→ **ABOUT THIS TASK**: Start at the line with "Target: blue sky" in the records below, stop at the line with "Mark one point on every instance of the green", and return every line in that span exactly, the two end lines included.

→ **Point-per-instance localization data**:
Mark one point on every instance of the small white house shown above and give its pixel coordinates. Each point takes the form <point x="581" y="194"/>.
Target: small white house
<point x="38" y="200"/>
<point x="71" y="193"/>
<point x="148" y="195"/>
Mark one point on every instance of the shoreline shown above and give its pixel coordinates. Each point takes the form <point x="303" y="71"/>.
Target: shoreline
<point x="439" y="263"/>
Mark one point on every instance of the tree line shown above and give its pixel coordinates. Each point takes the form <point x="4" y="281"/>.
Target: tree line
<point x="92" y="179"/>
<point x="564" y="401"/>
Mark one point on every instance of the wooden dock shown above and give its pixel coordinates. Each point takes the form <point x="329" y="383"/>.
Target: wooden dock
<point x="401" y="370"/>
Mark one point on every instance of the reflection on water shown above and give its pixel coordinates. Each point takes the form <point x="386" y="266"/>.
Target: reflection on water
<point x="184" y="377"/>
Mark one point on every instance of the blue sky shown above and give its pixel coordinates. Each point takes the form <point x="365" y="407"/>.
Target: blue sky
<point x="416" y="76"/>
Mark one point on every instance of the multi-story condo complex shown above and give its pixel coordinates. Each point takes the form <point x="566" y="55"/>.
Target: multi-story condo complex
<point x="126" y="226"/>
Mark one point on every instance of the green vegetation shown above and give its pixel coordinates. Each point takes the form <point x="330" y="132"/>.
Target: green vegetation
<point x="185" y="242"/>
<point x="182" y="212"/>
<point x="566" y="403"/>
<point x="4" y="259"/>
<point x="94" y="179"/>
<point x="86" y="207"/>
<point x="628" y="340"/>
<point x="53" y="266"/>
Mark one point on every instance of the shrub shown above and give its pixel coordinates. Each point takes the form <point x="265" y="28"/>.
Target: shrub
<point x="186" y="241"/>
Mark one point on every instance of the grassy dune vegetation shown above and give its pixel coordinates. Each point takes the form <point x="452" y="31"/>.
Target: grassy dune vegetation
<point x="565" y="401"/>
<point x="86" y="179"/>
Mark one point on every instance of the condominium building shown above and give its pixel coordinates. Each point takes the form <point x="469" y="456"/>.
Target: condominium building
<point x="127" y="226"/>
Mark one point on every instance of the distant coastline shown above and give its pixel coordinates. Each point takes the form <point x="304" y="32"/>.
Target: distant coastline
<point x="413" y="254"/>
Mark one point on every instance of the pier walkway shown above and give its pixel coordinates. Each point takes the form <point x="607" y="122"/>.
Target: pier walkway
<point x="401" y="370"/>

→ **SOLUTION TO THIS EXERCISE**:
Target: blue sky
<point x="416" y="76"/>
Mark one point on every instance of the multi-story condo complex shown above and give its pixel coordinates. Each point takes the form <point x="566" y="55"/>.
Target: multi-story condo complex
<point x="126" y="226"/>
Mark one point on every instance of the green vegetation shown above and give its pixel coordinates. Each point takes the form <point x="330" y="132"/>.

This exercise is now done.